▶ STATED PROBLEM 1
Extract the full forum post about sharing a beginner StaffPad composition, unchanged and word for word.
▶ STATED PROBLEM 2
Pick out every line in the entries that contains the string "bollard", treating uppercase and lowercase as different.

▶ DOCUMENT EXCERPT

################

# Sharing a composition effort on staffpad as a beginner. Share tips/feedback. Share your beginner compositions. Thx



## rmak (Feb 14, 2021)

Hi. I recently started using staffpad to learn and practice composition. When I started this short 40, 45 sec idea, I was shooting for something more along the lines of Kevin Penkin's , Blake Neely's , or something folk fantasy-ish with arpeggiation and a waltz like rhythm potentially.

I started with an arpeggiation on E minor and tried putting in a simple motive/pattern that can be followed, per Scoreclub and Mike Verta, and I ended up with something that sounds like an intro to a superhero show on Netflix (shows how much control I have over my composing/writing intentions to go for the above haha). Here it is with staffpad stock sounds (sorry about the trumpet being a bit loud; I should have turned down the levels a bit) - 

I noticed that I wasn't mindful of the lessons taught in scoreclub as I was writing, or some of it I just kind of did like doubling, octaves, octave fill-ins. So I'm open to any constructive criticism you guys have.

################

▶ MATERIAL FOR THIS EXERCISE
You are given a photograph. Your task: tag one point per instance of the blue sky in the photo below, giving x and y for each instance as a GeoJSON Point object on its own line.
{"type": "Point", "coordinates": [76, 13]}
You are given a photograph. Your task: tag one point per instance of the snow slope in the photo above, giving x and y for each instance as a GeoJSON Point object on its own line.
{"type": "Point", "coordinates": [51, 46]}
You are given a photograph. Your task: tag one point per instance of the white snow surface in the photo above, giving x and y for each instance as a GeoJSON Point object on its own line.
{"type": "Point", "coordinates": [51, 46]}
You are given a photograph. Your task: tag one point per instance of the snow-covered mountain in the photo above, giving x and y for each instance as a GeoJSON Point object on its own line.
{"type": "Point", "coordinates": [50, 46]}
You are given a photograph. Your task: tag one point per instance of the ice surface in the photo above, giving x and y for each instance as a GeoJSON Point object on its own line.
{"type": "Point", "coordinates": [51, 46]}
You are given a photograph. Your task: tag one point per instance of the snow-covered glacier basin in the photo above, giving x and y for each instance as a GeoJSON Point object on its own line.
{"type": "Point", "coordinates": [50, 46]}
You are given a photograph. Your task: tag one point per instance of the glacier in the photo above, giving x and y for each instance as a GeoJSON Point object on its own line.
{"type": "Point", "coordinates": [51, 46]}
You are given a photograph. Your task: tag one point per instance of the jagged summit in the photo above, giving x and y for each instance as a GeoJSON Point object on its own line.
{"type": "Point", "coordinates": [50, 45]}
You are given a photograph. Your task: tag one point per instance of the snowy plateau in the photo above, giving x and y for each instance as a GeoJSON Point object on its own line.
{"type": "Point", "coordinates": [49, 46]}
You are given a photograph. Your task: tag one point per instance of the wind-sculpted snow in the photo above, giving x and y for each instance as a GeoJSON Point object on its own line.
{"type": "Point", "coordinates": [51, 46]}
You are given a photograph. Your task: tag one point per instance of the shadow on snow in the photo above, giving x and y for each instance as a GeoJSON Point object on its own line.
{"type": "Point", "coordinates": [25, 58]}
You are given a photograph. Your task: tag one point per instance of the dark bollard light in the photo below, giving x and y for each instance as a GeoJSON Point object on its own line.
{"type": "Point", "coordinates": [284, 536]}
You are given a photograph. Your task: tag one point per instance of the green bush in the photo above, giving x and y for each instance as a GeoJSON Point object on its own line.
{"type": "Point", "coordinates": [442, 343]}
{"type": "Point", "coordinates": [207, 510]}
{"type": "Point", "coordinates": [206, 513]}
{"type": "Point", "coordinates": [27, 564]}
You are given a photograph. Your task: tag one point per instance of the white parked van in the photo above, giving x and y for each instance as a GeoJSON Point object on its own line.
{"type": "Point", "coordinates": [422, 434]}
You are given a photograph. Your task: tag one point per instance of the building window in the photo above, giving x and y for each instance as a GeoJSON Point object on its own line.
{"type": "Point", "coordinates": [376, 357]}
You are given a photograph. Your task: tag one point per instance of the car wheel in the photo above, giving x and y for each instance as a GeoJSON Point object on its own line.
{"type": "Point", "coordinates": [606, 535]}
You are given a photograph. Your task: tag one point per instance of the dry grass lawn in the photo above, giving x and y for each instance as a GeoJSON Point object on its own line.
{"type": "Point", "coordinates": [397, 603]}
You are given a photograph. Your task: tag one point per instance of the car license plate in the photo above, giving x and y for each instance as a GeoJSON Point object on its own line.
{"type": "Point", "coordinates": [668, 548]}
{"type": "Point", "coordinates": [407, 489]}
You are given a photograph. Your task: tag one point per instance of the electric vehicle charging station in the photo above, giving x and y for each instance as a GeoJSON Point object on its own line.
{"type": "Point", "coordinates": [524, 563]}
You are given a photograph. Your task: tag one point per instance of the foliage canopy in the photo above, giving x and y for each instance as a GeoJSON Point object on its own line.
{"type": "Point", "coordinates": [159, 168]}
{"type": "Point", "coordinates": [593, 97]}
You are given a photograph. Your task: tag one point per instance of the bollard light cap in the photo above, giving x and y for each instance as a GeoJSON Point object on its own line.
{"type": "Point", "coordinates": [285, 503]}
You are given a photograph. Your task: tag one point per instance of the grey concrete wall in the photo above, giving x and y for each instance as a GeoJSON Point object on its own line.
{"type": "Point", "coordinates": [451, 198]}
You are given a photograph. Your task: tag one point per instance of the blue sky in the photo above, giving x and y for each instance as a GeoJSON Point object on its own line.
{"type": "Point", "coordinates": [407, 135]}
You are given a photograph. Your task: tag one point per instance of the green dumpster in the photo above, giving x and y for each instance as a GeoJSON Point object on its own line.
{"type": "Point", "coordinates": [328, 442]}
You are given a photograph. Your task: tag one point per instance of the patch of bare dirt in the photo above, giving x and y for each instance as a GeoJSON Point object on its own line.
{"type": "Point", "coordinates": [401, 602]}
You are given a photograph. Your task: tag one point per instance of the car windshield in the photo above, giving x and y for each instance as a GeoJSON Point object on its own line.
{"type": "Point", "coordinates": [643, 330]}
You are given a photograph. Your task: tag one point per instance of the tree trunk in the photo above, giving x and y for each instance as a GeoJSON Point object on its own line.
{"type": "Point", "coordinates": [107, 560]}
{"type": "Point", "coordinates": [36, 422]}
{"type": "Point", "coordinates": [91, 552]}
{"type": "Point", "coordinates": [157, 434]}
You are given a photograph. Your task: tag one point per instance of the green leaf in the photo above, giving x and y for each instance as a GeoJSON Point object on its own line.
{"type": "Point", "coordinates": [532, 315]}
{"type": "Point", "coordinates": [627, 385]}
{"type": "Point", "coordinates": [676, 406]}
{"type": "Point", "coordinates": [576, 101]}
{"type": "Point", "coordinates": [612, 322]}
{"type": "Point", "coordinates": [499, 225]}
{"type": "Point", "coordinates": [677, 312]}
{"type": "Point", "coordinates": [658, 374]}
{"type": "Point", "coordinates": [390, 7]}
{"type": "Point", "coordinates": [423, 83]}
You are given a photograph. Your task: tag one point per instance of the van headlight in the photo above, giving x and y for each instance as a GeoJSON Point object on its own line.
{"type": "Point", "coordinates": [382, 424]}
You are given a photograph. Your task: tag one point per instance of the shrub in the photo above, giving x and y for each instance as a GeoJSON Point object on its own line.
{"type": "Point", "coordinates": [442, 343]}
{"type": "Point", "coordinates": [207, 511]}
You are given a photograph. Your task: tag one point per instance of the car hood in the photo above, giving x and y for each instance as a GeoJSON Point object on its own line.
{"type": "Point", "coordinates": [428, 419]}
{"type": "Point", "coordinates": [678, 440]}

################

▶ TASK ANSWER 1
# Sharing a composition effort on staffpad as a beginner. Share tips/feedback. Share your beginner compositions. Thx



## rmak (Feb 14, 2021)

Hi. I recently started using staffpad to learn and practice composition. When I started this short 40, 45 sec idea, I was shooting for something more along the lines of Kevin Penkin's , Blake Neely's , or something folk fantasy-ish with arpeggiation and a waltz like rhythm potentially.

I started with an arpeggiation on E minor and tried putting in a simple motive/pattern that can be followed, per Scoreclub and Mike Verta, and I ended up with something that sounds like an intro to a superhero show on Netflix (shows how much control I have over my composing/writing intentions to go for the above haha). Here it is with staffpad stock sounds (sorry about the trumpet being a bit loud; I should have turned down the levels a bit) - 

I noticed that I wasn't mindful of the lessons taught in scoreclub as I was writing, or some of it I just kind of did like doubling, octaves, octave fill-ins. So I'm open to any constructive criticism you guys have.

▶ TASK ANSWER 2
You are given a photograph. Your task: tag one point per instance of the dark bollard light in the photo below, giving x and y for each instance as a GeoJSON Point object on its own line.
You are given a photograph. Your task: tag one point per instance of the bollard light cap in the photo above, giving x and y for each instance as a GeoJSON Point object on its own line.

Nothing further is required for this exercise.